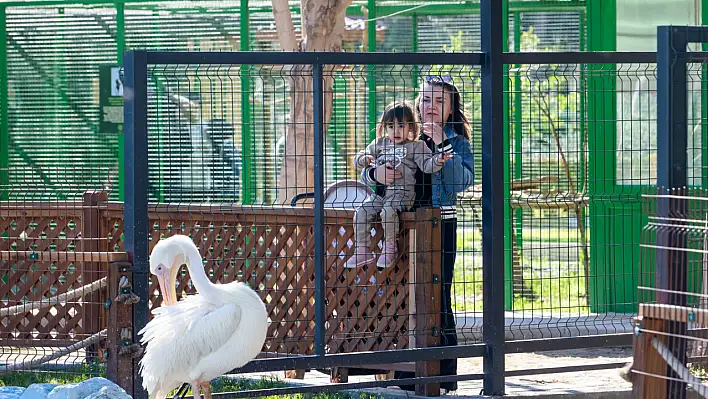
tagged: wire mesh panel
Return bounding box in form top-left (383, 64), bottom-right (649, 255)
top-left (0, 172), bottom-right (112, 375)
top-left (6, 5), bottom-right (119, 200)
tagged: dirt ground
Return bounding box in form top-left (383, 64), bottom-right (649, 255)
top-left (252, 348), bottom-right (632, 397)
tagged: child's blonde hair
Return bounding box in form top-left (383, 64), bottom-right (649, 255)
top-left (376, 101), bottom-right (420, 141)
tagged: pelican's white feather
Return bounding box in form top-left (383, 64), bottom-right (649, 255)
top-left (139, 236), bottom-right (268, 398)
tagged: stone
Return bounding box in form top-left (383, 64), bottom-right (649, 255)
top-left (0, 387), bottom-right (25, 399)
top-left (46, 377), bottom-right (132, 399)
top-left (85, 385), bottom-right (132, 399)
top-left (19, 384), bottom-right (57, 399)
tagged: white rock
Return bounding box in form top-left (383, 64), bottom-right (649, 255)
top-left (46, 377), bottom-right (131, 399)
top-left (19, 384), bottom-right (57, 399)
top-left (85, 385), bottom-right (132, 399)
top-left (0, 387), bottom-right (25, 399)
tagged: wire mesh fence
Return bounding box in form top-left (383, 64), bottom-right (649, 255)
top-left (0, 0), bottom-right (586, 200)
top-left (0, 167), bottom-right (109, 378)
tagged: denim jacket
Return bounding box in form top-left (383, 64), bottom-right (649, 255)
top-left (361, 126), bottom-right (474, 207)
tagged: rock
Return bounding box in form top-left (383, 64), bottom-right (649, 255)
top-left (19, 384), bottom-right (57, 399)
top-left (85, 385), bottom-right (132, 399)
top-left (46, 377), bottom-right (131, 399)
top-left (0, 387), bottom-right (25, 399)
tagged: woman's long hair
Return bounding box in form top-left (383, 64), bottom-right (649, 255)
top-left (415, 77), bottom-right (471, 140)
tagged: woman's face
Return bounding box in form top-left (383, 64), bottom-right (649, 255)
top-left (419, 83), bottom-right (452, 125)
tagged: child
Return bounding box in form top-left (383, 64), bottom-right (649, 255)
top-left (344, 102), bottom-right (452, 268)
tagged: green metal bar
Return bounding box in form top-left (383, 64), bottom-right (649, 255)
top-left (3, 0), bottom-right (590, 16)
top-left (502, 0), bottom-right (514, 310)
top-left (587, 0), bottom-right (616, 313)
top-left (325, 75), bottom-right (349, 181)
top-left (0, 7), bottom-right (10, 201)
top-left (3, 0), bottom-right (589, 16)
top-left (366, 0), bottom-right (378, 141)
top-left (115, 3), bottom-right (125, 201)
top-left (411, 14), bottom-right (420, 90)
top-left (239, 0), bottom-right (255, 205)
top-left (701, 0), bottom-right (708, 188)
top-left (347, 0), bottom-right (586, 18)
top-left (513, 12), bottom-right (524, 294)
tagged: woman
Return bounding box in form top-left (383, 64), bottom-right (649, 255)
top-left (362, 76), bottom-right (474, 392)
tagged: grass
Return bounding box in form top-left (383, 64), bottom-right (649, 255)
top-left (0, 365), bottom-right (105, 387)
top-left (0, 365), bottom-right (380, 399)
top-left (452, 261), bottom-right (590, 314)
top-left (457, 227), bottom-right (590, 251)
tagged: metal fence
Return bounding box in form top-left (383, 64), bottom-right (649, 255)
top-left (117, 6), bottom-right (676, 395)
top-left (632, 26), bottom-right (708, 397)
top-left (0, 2), bottom-right (708, 396)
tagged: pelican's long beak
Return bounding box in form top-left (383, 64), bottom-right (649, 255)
top-left (157, 259), bottom-right (180, 306)
top-left (157, 267), bottom-right (177, 306)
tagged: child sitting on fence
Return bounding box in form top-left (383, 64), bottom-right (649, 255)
top-left (345, 101), bottom-right (453, 268)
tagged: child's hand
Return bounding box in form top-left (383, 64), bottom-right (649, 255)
top-left (358, 155), bottom-right (375, 168)
top-left (438, 152), bottom-right (455, 165)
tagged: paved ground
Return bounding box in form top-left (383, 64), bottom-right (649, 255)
top-left (246, 348), bottom-right (632, 399)
top-left (0, 348), bottom-right (632, 399)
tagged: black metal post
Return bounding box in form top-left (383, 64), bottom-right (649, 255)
top-left (123, 51), bottom-right (149, 399)
top-left (656, 26), bottom-right (688, 398)
top-left (480, 0), bottom-right (506, 395)
top-left (312, 63), bottom-right (325, 356)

============

DIRECTIONS
Turn the lines of the records above into a numbered list, starting at the line that contains "tagged: pelican's long beak" and stopping after the line that contains "top-left (0, 348), bottom-right (632, 399)". Leave out any blank lines.

REPLY
1. tagged: pelican's long beak
2. Return bounding box in form top-left (383, 64), bottom-right (649, 255)
3. top-left (157, 259), bottom-right (180, 306)
4. top-left (157, 267), bottom-right (177, 306)
5. tagged: child sitting on fence
6. Return bounding box in form top-left (383, 64), bottom-right (649, 255)
7. top-left (345, 101), bottom-right (453, 268)
8. tagged: child's hand
9. Return bounding box in form top-left (383, 64), bottom-right (649, 255)
10. top-left (358, 155), bottom-right (375, 168)
11. top-left (438, 152), bottom-right (455, 165)
12. tagged: paved ground
13. Return bounding box in form top-left (383, 64), bottom-right (649, 255)
14. top-left (246, 348), bottom-right (632, 399)
15. top-left (0, 348), bottom-right (632, 399)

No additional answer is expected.